Records:
+ + + + +

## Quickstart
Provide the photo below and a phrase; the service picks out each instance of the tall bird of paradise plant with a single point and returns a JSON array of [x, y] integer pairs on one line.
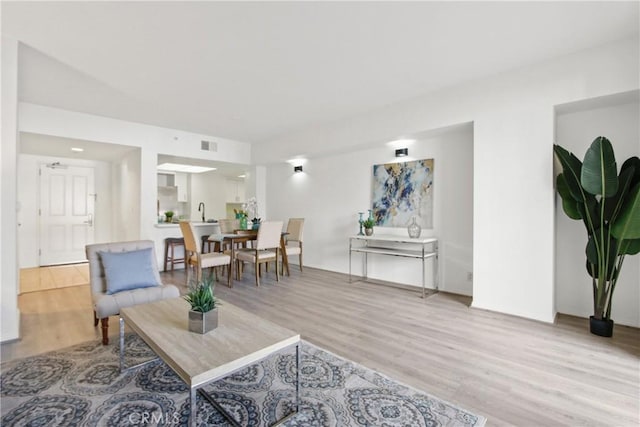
[[608, 204]]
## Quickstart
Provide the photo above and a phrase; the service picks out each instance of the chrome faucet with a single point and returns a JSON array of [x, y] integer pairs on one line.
[[201, 205]]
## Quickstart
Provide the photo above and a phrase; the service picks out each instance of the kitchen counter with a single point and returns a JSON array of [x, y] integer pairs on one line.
[[176, 224], [164, 230]]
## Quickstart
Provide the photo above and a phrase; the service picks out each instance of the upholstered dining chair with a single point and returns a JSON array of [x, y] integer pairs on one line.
[[196, 259], [123, 274], [265, 249], [294, 239]]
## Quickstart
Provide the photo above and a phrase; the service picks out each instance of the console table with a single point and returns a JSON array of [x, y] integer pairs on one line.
[[385, 244]]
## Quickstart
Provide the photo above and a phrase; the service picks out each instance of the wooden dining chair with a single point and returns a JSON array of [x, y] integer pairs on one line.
[[266, 249], [294, 239], [197, 260]]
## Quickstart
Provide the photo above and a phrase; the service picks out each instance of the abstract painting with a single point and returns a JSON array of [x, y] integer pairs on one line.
[[401, 191]]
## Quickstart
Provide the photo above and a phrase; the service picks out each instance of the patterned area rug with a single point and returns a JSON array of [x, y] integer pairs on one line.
[[82, 386]]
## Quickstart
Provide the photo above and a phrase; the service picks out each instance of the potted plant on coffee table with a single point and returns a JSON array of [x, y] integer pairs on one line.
[[203, 316], [608, 204]]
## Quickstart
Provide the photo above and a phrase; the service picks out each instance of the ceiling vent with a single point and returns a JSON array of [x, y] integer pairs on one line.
[[208, 145]]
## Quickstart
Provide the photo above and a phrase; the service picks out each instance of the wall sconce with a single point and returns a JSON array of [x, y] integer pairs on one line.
[[402, 152]]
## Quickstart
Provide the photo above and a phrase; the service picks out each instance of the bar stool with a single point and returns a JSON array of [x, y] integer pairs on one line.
[[170, 244], [205, 241]]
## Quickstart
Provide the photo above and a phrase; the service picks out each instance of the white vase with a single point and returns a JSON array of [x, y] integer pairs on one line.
[[414, 228]]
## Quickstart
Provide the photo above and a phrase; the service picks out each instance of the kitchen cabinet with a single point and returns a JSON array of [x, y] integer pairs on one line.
[[181, 182]]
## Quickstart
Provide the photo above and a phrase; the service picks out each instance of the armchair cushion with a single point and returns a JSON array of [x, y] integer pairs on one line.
[[129, 270], [106, 305]]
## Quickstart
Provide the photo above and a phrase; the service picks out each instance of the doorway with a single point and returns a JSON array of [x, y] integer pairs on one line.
[[67, 209]]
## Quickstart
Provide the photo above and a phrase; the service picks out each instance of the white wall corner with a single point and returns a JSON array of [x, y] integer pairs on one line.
[[10, 313]]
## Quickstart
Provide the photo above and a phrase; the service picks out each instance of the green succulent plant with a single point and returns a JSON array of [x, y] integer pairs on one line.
[[608, 204], [201, 295]]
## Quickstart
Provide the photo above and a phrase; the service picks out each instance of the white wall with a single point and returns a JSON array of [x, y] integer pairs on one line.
[[514, 199], [576, 131], [333, 189], [126, 186], [9, 314], [29, 202]]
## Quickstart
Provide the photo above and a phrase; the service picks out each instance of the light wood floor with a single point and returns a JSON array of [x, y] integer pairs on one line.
[[54, 277], [511, 370]]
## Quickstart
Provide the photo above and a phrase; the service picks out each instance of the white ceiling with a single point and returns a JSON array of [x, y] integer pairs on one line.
[[251, 71]]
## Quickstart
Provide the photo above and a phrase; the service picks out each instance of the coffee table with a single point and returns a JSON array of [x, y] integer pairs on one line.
[[241, 338]]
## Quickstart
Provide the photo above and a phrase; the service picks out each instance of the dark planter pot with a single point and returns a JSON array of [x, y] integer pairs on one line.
[[601, 327], [202, 323]]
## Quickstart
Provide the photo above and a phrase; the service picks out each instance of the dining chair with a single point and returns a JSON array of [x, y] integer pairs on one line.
[[197, 260], [294, 239], [265, 250], [227, 226]]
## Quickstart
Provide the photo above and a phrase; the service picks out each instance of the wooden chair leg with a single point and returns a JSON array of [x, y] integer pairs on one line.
[[105, 330], [257, 274]]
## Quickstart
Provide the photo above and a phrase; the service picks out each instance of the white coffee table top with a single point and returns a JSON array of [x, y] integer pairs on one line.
[[240, 339]]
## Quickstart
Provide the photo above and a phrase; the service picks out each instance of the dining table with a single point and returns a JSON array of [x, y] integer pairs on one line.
[[240, 237]]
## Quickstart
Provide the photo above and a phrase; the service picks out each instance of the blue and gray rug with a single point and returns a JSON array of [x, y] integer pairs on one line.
[[82, 386]]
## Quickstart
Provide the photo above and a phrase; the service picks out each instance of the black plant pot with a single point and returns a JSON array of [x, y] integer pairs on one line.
[[601, 327]]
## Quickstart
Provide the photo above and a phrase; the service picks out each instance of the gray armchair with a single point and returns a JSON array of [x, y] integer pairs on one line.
[[133, 264]]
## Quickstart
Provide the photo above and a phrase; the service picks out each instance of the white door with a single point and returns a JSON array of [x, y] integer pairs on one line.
[[67, 200]]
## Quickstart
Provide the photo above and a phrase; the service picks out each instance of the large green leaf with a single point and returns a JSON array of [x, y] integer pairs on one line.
[[632, 162], [614, 204], [599, 175], [572, 168], [569, 204], [627, 224], [590, 213], [629, 247]]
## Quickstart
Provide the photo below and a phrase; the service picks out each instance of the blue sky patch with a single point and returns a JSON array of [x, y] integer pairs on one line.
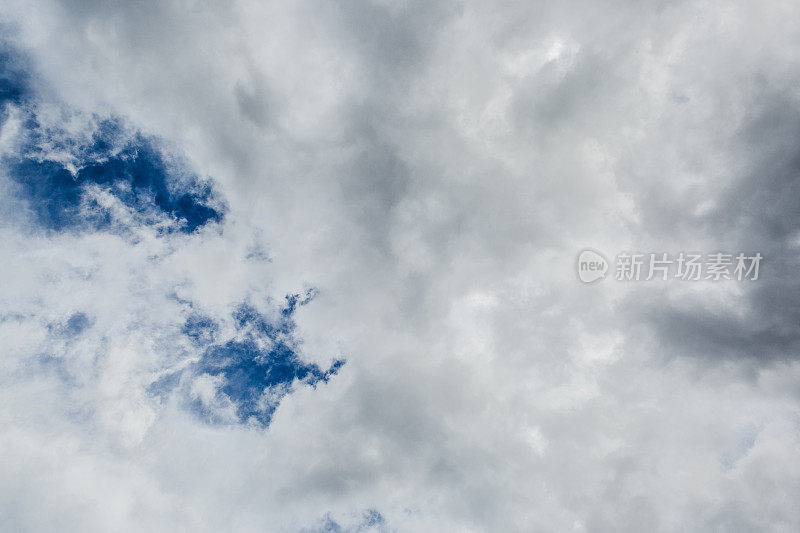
[[255, 368], [76, 181]]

+ + + + +

**Objective**. Keep the pictures out of your copy, and repeat every entry above exactly.

**Solution for this exercise**.
## Quickstart
Provide the photo below and a phrase; the service picks out each instance of the tall bird of paradise plant with a single point and returns a JSON array of [x, y] integer pairs on one line.
[[608, 204]]
## Quickstart
Provide the photo above and a phrase; the service picks out each instance of the chrome faucet with a single point and returns a JSON array of [x, y] integer pairs on one line.
[[201, 205]]
## Quickstart
Provide the photo above and a phrase; the service picks out each instance of the kitchen counter with a single point and returns a JSON array of [x, y] integer pairs on one line.
[[176, 224], [164, 230]]
## Quickstart
Provide the photo above and a phrase; the service picks out each instance of the upholstered dining chair with a single point and returns a JSON array of [x, y] integer pairs on one line.
[[196, 259], [123, 274], [265, 249], [294, 239]]
## Quickstart
Provide the photo above and a phrase; the service picks out each instance of the console table with a single point and returns a JSON array of [x, y] integer pairs on one line.
[[385, 244]]
## Quickstart
Provide the photo above and a phrase; the service picks out each instance of the wooden dining chair with a single point and returns a JSON array of [x, y] integer pairs on one line.
[[266, 249], [294, 239], [197, 260]]
## Quickstart
Provide the photo above and a phrase; the service picks out each instance of the abstract painting with a single point and returns a JSON array of [x, y] integer pairs on one line.
[[401, 191]]
## Quickstart
Provide the photo above and a phrase; the service picks out each instance of the patterned area rug with a single point and returns a JSON array of [x, y] integer pairs on one line.
[[82, 386]]
## Quickstart
Provide the photo above and a phrase; the service picks out each instance of the potted plant on coffee table with a single point and returns a JSON array of [x, y] integer pairs on one line.
[[203, 316], [608, 204]]
## Quickstart
Provide the photo above and a phrase; the service picks out each instance of the ceiling vent with a single point and returns a JSON array of [x, y] integer pairs on one line.
[[208, 145]]
## Quickstart
Provide the photo above and a phrase; the service picks out each instance of the wall sconce with a single point and returns a JSON array of [x, y] integer pairs on one line.
[[402, 152]]
## Quickstart
Provide the photo above and a phrase; the service picks out each instance of the bar stool with a single point and returns a JSON array of [x, y] integer pairs on one line.
[[170, 244], [205, 241]]
## Quickstart
Provide the photo above and a phrase; the service picks out each instance of the white vase with a single point and returns a JSON array of [x, y] integer pairs on one line.
[[414, 228]]
## Quickstart
Provide the photo above and a phrase; the service picks out each instance of the kitchen cabinet with a single point and returns a JSON array of [x, y] integer pairs on one line.
[[181, 182]]
## Quickstart
Provide the photo above and a phrase; the service picks out each instance of the armchair cushion with a single point and returns a JSON array of [x, y] integer pairs on one line.
[[129, 270], [106, 305]]
## Quickstart
Provide the photo above and a phrase; the service picks out each instance of the doorway with a single point and returns a JSON array of [x, y] integer pairs on one line.
[[67, 209]]
## Quickstart
Provide the photo above and a phrase; the service picks out each instance of the white wall corner with a single point and returns a JSON array of [x, y] integer pairs on one line.
[[10, 313]]
## Quickstart
Provide the photo above and a phrase; the service picks out each instance of the green succulent plant with a single point and returns a JSON array of [x, y] integer pairs on one line.
[[608, 204], [201, 295]]
## Quickstart
Provide the photo above and a phrase; the service picks out each instance of the white wall with a single point and returns a JSON array of [x, y] integer pairs on one line.
[[514, 199], [576, 131], [333, 189], [126, 186], [9, 314], [29, 202]]
## Quickstart
Provide the photo above and a phrase; the service picks out each instance of the light wood floor with a single point and returns a JSON array of [x, y] integer pairs on one line.
[[54, 277], [511, 370]]
## Quickstart
Provide the photo above and a phrase; the service picks out each instance of the white ceiling with a single point and returns a JSON array of [x, y] integer pairs on one line.
[[251, 71]]
## Quickstart
Provide the photo above and a phrase; the service picks out each instance of the coffee table with a single point and returns a JSON array of [x, y] integer pairs on one line.
[[241, 338]]
## Quickstart
Provide the photo above and a phrase; the service picks out each instance of the dark planter pot with a single point and returns a JSON array of [x, y] integer pairs on one line.
[[601, 327], [202, 323]]
## Quickstart
Provide the photo above and a phrase; the service picks out each instance of the dining chair with a single point and returns a JSON array of [x, y] integer pairs on one line.
[[197, 260], [294, 239], [265, 250], [227, 226]]
## Quickstart
Provide the photo above and a phrase; the service picks out each instance of the wooden chair leg with a single point and returns a JSON array of [x, y] integer pairs on one line.
[[105, 330], [257, 274]]
## Quickstart
Provide the photo above and a phrase; the service picks out each instance of the white coffee table top with a single point and returns a JSON array of [x, y] integer pairs on one line.
[[240, 339]]
## Quickstart
Provide the photo above and a phrase; the service picks out each instance of the dining table with a single point and returns a JSON array of [x, y] integer pairs on one line.
[[240, 237]]
## Quickstart
Provide the photo above and a phrase; the service picks out each instance of the blue and gray rug with a single point and returns a JSON array of [x, y] integer pairs on one line.
[[82, 386]]
## Quickstart
Provide the photo above and a phrase; the service picks out each instance of the black plant pot with a single point and returns a JSON array of [x, y] integer pairs on one line.
[[601, 327]]
## Quickstart
Provide the photo above and a phrase; the service picks out each instance of the gray armchair with a single point and returns a JSON array of [x, y] integer pairs on one line.
[[133, 264]]
## Quickstart
Provide the photo above and a phrase; the service picks out each instance of the white door with a single point and returns a JSON array of [x, y] integer pairs on one line.
[[67, 200]]
## Quickstart
Provide the photo above and a phrase; the service picks out each instance of the large green leaf with a single point and returns a JSON array of [x, y] integer pairs on one line.
[[632, 162], [614, 204], [599, 175], [572, 168], [569, 204], [627, 224], [590, 213], [629, 247]]
## Quickstart
Provide the photo below and a phrase; the service picks out each instance of the blue sky patch with a single point and returns a JSON array of [x, y] integer pairs on one line.
[[255, 368], [76, 181]]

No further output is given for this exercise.